Exercise requirements: All lines from the one with "Target: man's neck" through the close of the records below are to be set down exactly, and no others.

Source data:
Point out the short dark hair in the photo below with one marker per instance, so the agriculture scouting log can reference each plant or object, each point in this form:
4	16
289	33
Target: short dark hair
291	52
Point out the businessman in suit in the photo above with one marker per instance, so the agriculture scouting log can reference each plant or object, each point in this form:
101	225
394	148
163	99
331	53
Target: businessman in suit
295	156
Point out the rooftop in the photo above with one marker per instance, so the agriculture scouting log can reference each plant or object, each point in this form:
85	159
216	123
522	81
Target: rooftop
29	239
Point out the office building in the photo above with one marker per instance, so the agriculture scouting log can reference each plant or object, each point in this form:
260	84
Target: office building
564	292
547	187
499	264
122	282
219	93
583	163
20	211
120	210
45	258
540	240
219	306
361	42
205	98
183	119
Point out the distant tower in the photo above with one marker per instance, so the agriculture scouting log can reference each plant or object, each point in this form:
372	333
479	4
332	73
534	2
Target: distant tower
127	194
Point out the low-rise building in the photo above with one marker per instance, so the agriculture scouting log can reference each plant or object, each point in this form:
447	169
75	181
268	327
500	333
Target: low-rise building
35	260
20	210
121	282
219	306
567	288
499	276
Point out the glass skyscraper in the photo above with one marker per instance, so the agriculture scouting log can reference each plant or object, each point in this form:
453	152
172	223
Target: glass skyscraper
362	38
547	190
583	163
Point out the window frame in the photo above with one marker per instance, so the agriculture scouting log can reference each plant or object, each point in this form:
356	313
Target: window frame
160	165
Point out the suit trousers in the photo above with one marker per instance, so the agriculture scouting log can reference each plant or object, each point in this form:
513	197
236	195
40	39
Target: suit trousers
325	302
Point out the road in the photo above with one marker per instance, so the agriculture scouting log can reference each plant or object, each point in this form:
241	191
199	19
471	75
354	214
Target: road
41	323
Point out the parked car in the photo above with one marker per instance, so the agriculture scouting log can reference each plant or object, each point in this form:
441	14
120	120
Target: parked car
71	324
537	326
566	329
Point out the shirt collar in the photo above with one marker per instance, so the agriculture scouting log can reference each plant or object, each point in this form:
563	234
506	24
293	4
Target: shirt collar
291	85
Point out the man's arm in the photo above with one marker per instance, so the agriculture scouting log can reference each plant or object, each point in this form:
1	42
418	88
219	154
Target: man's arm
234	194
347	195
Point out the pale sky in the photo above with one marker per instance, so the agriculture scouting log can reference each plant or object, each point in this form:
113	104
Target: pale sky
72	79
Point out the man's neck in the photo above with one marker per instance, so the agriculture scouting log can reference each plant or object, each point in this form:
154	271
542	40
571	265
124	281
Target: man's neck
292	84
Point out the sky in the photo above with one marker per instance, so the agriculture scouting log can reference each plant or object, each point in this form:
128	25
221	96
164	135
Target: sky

Exercise solution:
Target: man's neck
292	84
Point out the sky in the photo above with one marker per instance, so the agriculture scouting log can reference each plant or object, each point in this form:
128	25
221	96
164	135
Target: sky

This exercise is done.